• [WHAT IS EXPECTED]: Set down everything from the first of the lines below down to the one containing "Holes are decided by fill-rule evenodd.", both included, copying each line word for word.
#### EXCERPTED DATA
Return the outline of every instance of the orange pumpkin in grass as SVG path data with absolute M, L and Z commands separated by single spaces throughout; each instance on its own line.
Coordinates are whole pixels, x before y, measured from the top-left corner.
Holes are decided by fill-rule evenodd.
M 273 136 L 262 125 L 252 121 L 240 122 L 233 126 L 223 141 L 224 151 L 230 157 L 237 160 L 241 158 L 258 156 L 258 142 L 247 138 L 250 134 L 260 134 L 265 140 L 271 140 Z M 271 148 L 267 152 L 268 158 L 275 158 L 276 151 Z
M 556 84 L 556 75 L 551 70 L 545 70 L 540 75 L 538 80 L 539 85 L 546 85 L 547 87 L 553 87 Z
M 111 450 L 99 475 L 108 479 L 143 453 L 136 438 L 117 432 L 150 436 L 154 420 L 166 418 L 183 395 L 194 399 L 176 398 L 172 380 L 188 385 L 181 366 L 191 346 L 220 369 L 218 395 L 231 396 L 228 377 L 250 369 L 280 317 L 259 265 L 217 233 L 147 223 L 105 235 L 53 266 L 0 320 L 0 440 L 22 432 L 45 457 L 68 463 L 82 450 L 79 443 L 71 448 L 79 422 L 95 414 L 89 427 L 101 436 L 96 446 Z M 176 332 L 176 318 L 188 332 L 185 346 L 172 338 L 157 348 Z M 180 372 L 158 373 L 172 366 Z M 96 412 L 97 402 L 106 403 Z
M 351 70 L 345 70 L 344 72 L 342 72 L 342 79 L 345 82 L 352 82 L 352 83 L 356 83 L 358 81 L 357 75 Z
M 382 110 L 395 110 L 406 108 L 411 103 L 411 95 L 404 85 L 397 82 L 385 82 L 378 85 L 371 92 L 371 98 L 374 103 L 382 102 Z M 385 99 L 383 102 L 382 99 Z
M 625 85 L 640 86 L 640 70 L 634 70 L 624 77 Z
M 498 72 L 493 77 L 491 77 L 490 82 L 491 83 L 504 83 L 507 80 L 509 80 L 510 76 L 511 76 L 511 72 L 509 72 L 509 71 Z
########
• [TASK RESULT]:
Return the outline of every instance of the orange pumpkin in grass as SVG path data with absolute M, L and Z commands separated by single spaces throughout; each instance on its own line.
Coordinates are whole pixels, x before y, measured from the top-left corner.
Holes are decided by fill-rule evenodd.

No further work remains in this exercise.